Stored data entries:

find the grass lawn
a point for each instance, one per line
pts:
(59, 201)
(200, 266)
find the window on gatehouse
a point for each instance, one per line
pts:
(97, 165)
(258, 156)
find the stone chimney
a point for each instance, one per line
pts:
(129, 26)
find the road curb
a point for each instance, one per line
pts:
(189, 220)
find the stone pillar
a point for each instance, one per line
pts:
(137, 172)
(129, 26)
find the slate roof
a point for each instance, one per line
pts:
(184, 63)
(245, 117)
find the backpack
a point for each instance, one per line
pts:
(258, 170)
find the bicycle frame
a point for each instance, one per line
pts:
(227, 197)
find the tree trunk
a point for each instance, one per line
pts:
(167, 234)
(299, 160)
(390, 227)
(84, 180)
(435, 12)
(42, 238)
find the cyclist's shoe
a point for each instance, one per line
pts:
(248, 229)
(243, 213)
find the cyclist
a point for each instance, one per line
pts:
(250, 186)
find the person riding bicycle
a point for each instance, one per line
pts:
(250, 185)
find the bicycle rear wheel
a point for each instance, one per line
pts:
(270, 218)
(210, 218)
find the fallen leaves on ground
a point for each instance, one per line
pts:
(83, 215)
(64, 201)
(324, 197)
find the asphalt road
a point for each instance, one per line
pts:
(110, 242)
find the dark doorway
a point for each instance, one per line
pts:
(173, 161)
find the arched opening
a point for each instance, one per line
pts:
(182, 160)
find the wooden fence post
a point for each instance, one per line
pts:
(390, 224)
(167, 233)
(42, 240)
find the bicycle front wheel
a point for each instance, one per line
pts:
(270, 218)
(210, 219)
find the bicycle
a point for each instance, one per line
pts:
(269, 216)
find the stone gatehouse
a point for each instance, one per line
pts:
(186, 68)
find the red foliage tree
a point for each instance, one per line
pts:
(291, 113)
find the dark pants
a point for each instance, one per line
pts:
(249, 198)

**Requirement**
Answer with a single number: the count of lines in the entries that hold the word "stone".

**Output for this exercise**
3